Please say whether each statement agrees with the tribute to the doctors and the nurse below, answering yes or no and quoting the words from the tribute that decide it. 1. Dr Ian Marsh worked in one of the poorest areas of Corby. 2. Dr Terry Dibble was a family doctor in Corby. 3. Rose Monaghan was a senior nurse at Kettering General Hospital.

> [EXTRACT PROVIDED]:
'''

And at times, too, they will come to work on a bad day when, perhaps, they do not feel well or all is not well at home and on those days they will endeavour to push them to one side so that they can deal with our problems.
A long introduction but I want to talk about the lives of these doctors and the one nurse who have died.
Dr Ian Marsh had been a family doctor in Corby, in fact, in one of the poorest areas of the town; he chose to do that, he could have chosen an easier route.
Note the word ‘family’ that’s what he was - a family doctor; he knew them all by name, moreover, he knew them and they knew him.
He also set up a screening programme to help reduce the amount of heart disease in the town of Corby.
Dr Terry Dibble was a family doctor in Wellingborough, working at times in areas where you worried about parking your car.
Always available, always ready to listen and like Ian, never miserable although his work as a police surgeon got him out of bed most nights.
Rose Monaghan was a senior nurse at Kettering General Hospital.

'''

(Records in a dataset)
'''

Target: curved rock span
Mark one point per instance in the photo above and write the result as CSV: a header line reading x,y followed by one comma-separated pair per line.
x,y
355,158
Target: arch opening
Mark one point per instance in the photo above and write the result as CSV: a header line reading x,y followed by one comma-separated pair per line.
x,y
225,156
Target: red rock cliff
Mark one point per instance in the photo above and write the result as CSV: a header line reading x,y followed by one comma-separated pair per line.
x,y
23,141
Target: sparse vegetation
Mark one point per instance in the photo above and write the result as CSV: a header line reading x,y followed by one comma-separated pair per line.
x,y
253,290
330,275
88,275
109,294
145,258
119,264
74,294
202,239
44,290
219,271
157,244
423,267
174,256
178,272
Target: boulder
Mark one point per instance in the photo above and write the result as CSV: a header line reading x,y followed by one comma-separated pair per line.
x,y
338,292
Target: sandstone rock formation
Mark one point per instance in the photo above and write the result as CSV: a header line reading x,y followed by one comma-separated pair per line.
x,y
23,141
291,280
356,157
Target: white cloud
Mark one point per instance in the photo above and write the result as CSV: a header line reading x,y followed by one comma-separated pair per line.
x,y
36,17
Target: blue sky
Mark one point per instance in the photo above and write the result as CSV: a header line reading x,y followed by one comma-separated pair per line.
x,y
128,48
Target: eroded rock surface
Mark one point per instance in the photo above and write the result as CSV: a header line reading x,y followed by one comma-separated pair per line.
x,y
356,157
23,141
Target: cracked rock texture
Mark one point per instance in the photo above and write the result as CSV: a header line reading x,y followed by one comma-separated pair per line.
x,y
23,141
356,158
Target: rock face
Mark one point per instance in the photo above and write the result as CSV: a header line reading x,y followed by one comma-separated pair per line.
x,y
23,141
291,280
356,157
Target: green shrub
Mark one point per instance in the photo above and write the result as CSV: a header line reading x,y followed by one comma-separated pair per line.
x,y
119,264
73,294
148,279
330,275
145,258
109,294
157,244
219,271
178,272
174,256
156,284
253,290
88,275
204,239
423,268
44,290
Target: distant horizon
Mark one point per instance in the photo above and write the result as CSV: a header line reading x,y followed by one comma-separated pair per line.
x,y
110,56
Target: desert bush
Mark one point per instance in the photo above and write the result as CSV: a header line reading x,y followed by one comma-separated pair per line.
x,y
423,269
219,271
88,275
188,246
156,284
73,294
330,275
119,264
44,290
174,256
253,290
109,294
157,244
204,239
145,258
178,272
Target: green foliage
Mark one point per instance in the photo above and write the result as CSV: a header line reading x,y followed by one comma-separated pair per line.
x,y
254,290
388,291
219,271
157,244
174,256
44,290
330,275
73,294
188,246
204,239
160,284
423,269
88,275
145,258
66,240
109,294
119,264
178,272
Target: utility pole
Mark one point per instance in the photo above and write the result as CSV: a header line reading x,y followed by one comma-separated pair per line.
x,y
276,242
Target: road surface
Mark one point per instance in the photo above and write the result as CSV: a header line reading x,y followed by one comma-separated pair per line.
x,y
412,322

'''

> [SOLUTION TO THE PROBLEM]:
1. Yes: "Dr Ian Marsh had been a family doctor in Corby, in fact, in one of the poorest areas of the town"
2. No: "Dr Terry Dibble was a family doctor in Wellingborough"
3. Yes: "Rose Monaghan was a senior nurse at Kettering General Hospital"